* _PASSAGE TO READ_:
Like us, you may have a hard time sitting inside all day. So we're thinking about what we can do outdoors without having to stray far from home. Here are some simple suggestions on how to take a break from the indoors and get a little fresh air.

Toy/Tool Shed Cleaning

Maybe it’s a mix of toys and tools. Either way, now is a great time to get organized. Just the other day, when we were cleaning out the basement of our Bozeman store, we came across two pretty incredible pieces of history.

The first was an old whiskey bottle. Old Blue Ribbon Kentucky Whiskey, distilled by John Cochrane & Co. in 1917, is from the Prohibition Era, when production, sale, and consumption of spirits were completely banned. However, a select group of distillers were able to exploit a loophole that allowed them to sell their products for "medicinal purposes." Unfortunately, John Cochrane & Co. didn't survive the inevitable legislation of that era when so many similar businesses were forced to shut down. ⠀

Just the other day, when we were cleaning out the basement of our Bozeman store, we came across two pretty incredible pieces of history. ⠀⠀⠀⠀⠀⠀⠀⠀

The second item was a photograph dated 1918, and shows a young couple, dressed in the style of the time. It was taken in California, but you have to wonder if somehow, someway, there is an overlapping story between these two pieces of history. Perhaps the husband squirreled away the bottle (it was well hidden) for an occasional drink. Maybe the building was his place of business, the photo lived on his desk, and a few snorts of whiskey helped him get through the day. Either way, there's a good chance the bottle passed through the hands of a Montana bootlegger). Who knows, some historical gem or family heirloom might be out there right now waiting for you to discover it.  

Dog Training

With the waterfowl season behind us, now is a great time for some training in the backyard. Even maintaining simple obedience like sit, stay, and heel can go a long way in the lull between now and fall. Add in some bumper work for that much-needed cardio. And if you live near water, even better.

With the waterfowl season behind us, now is a great time for some dog training in the backyard.

* _EXCERPTED DATA_:
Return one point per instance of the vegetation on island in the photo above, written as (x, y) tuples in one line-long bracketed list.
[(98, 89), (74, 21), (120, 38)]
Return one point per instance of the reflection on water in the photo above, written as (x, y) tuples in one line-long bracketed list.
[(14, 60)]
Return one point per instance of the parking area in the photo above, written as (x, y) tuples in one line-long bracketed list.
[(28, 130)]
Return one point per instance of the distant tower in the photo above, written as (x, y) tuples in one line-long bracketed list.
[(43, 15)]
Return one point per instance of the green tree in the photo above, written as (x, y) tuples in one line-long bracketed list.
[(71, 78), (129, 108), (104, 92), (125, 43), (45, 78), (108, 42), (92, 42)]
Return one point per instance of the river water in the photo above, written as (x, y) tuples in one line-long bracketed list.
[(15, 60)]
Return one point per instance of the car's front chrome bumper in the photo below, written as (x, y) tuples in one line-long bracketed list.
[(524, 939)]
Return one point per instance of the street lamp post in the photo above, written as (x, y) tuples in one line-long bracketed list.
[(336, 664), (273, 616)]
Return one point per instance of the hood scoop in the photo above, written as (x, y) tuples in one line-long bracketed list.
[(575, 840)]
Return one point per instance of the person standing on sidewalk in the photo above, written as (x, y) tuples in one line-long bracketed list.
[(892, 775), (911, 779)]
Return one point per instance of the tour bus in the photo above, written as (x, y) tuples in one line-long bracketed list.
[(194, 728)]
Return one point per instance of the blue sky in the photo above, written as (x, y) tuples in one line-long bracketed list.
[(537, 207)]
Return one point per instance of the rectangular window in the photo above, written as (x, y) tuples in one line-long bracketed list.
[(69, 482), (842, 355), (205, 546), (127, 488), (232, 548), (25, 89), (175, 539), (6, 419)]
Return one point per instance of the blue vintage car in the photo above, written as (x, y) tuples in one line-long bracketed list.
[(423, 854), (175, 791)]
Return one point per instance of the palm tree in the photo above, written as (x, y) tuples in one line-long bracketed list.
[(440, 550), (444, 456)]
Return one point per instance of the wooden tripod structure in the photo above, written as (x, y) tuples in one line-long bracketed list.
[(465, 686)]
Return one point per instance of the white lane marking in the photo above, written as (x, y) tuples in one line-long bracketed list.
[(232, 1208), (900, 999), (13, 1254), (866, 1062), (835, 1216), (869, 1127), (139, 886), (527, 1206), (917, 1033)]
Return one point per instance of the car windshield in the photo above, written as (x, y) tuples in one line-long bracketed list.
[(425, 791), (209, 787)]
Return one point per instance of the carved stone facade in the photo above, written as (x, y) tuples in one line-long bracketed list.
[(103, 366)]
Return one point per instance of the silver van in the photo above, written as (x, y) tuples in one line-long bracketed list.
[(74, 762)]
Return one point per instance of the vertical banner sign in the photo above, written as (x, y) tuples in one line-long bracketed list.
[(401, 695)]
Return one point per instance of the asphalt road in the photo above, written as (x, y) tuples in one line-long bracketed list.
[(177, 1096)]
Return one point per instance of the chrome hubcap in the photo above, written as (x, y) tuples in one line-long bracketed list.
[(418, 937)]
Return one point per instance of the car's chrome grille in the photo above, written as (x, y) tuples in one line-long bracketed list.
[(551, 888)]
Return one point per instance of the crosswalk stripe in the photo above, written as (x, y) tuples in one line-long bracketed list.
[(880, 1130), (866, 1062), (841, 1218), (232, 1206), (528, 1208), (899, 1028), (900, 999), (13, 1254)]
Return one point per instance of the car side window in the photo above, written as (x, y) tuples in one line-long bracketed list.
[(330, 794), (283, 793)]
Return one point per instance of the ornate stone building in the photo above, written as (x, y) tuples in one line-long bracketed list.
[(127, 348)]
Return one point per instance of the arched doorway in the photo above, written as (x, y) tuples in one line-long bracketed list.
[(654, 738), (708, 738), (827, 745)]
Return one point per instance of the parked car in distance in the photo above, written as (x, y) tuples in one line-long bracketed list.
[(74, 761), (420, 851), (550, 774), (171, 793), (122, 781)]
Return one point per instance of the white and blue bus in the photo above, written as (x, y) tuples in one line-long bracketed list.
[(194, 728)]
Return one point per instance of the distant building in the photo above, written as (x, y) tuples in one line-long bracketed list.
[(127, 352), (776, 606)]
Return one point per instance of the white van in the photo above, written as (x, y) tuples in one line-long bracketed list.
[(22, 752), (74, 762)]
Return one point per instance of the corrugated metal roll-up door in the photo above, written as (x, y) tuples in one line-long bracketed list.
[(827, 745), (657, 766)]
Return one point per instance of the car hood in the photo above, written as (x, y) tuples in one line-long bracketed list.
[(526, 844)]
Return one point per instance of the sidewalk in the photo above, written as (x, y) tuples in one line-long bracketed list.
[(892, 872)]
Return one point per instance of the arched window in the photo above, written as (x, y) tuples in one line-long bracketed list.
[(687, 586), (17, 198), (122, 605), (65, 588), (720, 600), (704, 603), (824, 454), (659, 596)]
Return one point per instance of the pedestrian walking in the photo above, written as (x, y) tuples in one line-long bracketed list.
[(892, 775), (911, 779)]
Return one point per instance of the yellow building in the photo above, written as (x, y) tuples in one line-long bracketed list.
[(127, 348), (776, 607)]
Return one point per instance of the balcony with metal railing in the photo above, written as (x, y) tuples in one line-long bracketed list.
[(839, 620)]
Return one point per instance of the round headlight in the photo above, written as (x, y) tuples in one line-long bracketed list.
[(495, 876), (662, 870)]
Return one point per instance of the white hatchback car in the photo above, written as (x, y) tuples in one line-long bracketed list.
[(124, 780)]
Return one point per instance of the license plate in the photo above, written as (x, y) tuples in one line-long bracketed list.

* _INSTRUCTIONS_:
[a] Retype everything in the piece on outdoor breaks from "The second item" down to "to discover it.".
[b] Write what comes next in the piece on outdoor breaks near home, picking up after its final sentence.
The lines after the piece on outdoor breaks come from a separate source.

* _LIST OF ANSWERS_:
[a]
The second item was a photograph dated 1918, and shows a young couple, dressed in the style of the time. It was taken in California, but you have to wonder if somehow, someway, there is an overlapping story between these two pieces of history. Perhaps the husband squirreled away the bottle (it was well hidden) for an occasional drink. Maybe the building was his place of business, the photo lived on his desk, and a few snorts of whiskey helped him get through the day. Either way, there's a good chance the bottle passed through the hands of a Montana bootlegger). Who knows, some historical gem or family heirloom might be out there right now waiting for you to discover it.

[b]
Perhaps you’ve recently acquired a puppy. In that case, you might kick some of these other suggestions off your list because your hands are already full enough. Starting a dog can be tough, but the reward that comes in seeing a young one excel is so rewarding. Getting going around that 13-week mark will set you and your puppy up for success once the real work begins.  

Yard Work

Seems like there’s always something to check off that list. Perhaps it’s even been “suggested” that you put in a new flower bed. Or work up the garden. We must say, it’s pretty dang pleasing to get back to those agrarian roots and get our hands dirty in the earth that’s been frozen for months. Just think, do it now and later you could be fishing.

We must say, it’s pretty dang pleasing to get back to those agrarian roots and get our hands dirty in the earth that’s been frozen for months.

Get Lost in the Pages of a Book

Sometimes, there’s no better place to escape than into the imagination. You can do this by walking right out the front door and sitting on the porch with a good book. Perhaps it’s the base of an old oak tree where you prefer to do your reading and thinking.

A couple favorites circulating our crew right now are Undaunted Courage (an account of the Lewis & Clark expedition and the opening of the American West) by Stephen E. Ambrose and Alaska (a chronicle about the spectacular history of our northwestern-most state) by James A. Michener. This might also be a good time to revert to the classics like Zane Grey, Jack London, or Louis L’Amour, those great authors who took us out to sea, onto the Klondike in search of gold, or allowed us to sit a horse with them atop a plateau watching a distant rainstorm. Like that storm, this too shall pass.


1 comment

  • Thanks, Voormi! Good to see these ideas and companies like you all finding some positives in this crazy time. We live in New Orleans but we get out to the mountains and outdoors every chance we get. Situations like this make us really appreciate what we have, how fragile it all is and how much our kids love helping clean out the shed and do yard work (and our dog has never been happier with all of us homebound).. Wishing the best for all of you!